**TEXT SHOWN:**
- - - - - - -
To view the embedded metadata in a Word document you only need to rename it to .zip and then unzip it. Extracting a zipped Word document reveals (in most cases) several folders and one XML file:

  • [trash] – contains ‘dat’ files (may not be present in all documents)
  • _rels – contains the ‘.rels’ XML document
  • customXml – contains a number of ‘item’ and ‘itemProps’ XML documents
  • docProps – contains three very small files: app.xml, core.xml, custom.xml
  • word – contains a range of XML files and additional folders with other XML files.
  • [Content_Types].xml

In one example Word document downloaded from a SharePoint library, the file ‘item4.xml’ in the ‘customXml’ folder contained both XML namespace (xmlns) information as well as the embedded document management elements (highlighted in bold):

A separate xml document also located in the ‘customXML’ folder contained the following core properties, including most of the Dublin Core elements listed above (but note that they are all blank).

Arguably, the body of the record is also a form of metadata, enclosed by the terms <body>text</body>. In the example document downloaded from SharePoint, the body of the document is contained in the file ‘document.xml’ under the ‘word’ folder of the package.

  • xmlns:wps=”http://schemas.microsoft.com/office/word/2010/wordprocessingShape&#8221; mc:Ignorable=”w14 w15 w16se wp14″>
  • <w:body>
  • <w:p w14:paraId=”195D8795″ w14:textId=”77777777″ w:rsidR=”0001502C” w:rsidRDefault=”00880316″>
  • <w:r>
  • <w:t>Test document</w:t>
  • </w:r>
  • </w:p>
  • <w:p w14:paraId=”195D8796″ w14:textId=”77D86E32″ w:rsidR=”006832E2″ w:rsidRDefault=”006832E2″ w:rsidP=”006832E2″>
  • <w:r>
  • <w:t>Lorem ipsum (and the rest of the text, deleted for brevity)</w:t>
  • </w:r>
  • <w:bookmarkStart w:id=”0″ w:name=”_GoBack”/><w:bookmarkEnd w:id=”0″/>
  • </w:p><w:sectPr w:rsidR=”006832E2″>
  • <w:pgSz w:w=”11906″ w:h=”16838″/>
  • <w:pgMar w:top=”1440″ w:right=”1440″ w:bottom=”1440″ w:left=”1440″ w:header=”708″ w:footer=”708″ w:gutter=”0″/>
  • <w:cols w:space=”708″/>
  • <w:docGrid w:linePitch=”360″/>
  • </w:sectPr>
  • </w:body>
  • </w:document>

Other core metadata elements are contained in the ‘core.xml’ file:

Why is this important?

The existence of – and ability to make use of – embedded metadata seems to have been overlooked since the introduction of these types of records over 15 years ago. This may have been primarily because no-one had a system in place to access or use that data in any meaningful way.

Instead, most records continued to be defined by metadata that is created or captured and managed separately from the record itself.

The problems with storing metadata separately from the record are that: (a) the external metadata may be different from the embedded metadata, and (b) the external metadata may unnecessarily limit or restrict the ability to see the record in different contexts.
- - - - - - -
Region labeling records
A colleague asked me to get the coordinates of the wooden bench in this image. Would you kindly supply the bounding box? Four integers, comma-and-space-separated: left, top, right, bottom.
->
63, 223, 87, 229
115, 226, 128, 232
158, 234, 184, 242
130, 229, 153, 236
- - - - - - -
**EXERCISE:** Extract the passage of the text on embedded metadata from "Arguably, the body" up to and including "of the package.". The data is separate material, unrelated to the text on embedded metadata.

**SOLVED PROBLEM:**
Arguably, the body of the record is also a form of metadata, enclosed by the terms <body>text</body>. In the example document downloaded from SharePoint, the body of the document is contained in the file ‘document.xml’ under the ‘word’ folder of the package.